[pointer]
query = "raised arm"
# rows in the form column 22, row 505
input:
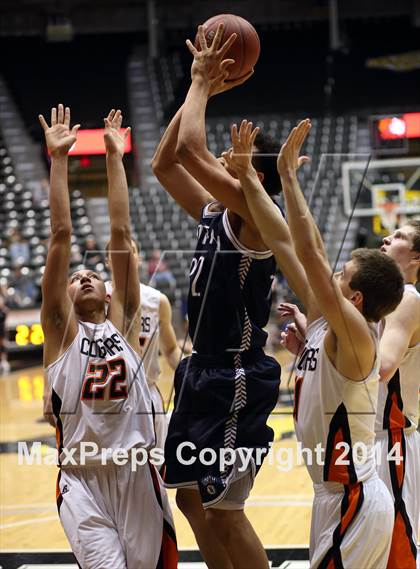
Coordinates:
column 267, row 216
column 400, row 327
column 57, row 317
column 167, row 167
column 124, row 310
column 167, row 338
column 351, row 346
column 176, row 180
column 192, row 149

------------------------

What you are asked to do:
Your answer must be the entries repeated exactly, with no pictures.

Expected output:
[pointer]
query = "raised arm"
# rows in the form column 22, row 505
input:
Coordinates:
column 267, row 216
column 400, row 327
column 57, row 317
column 167, row 167
column 124, row 310
column 167, row 338
column 351, row 346
column 176, row 180
column 192, row 149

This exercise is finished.